## START Data

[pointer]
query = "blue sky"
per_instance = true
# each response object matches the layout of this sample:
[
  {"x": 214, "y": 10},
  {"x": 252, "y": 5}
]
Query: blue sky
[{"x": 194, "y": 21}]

## END Data

## Written task
Rewrite the records with "blue sky" swapped for "clear sky" wherever it occurs, keeping everything else unchanged.

## Written reply
[pointer]
query = "clear sky"
per_instance = true
# each response object matches the layout of this sample:
[
  {"x": 214, "y": 10},
  {"x": 252, "y": 5}
]
Query: clear sky
[{"x": 194, "y": 21}]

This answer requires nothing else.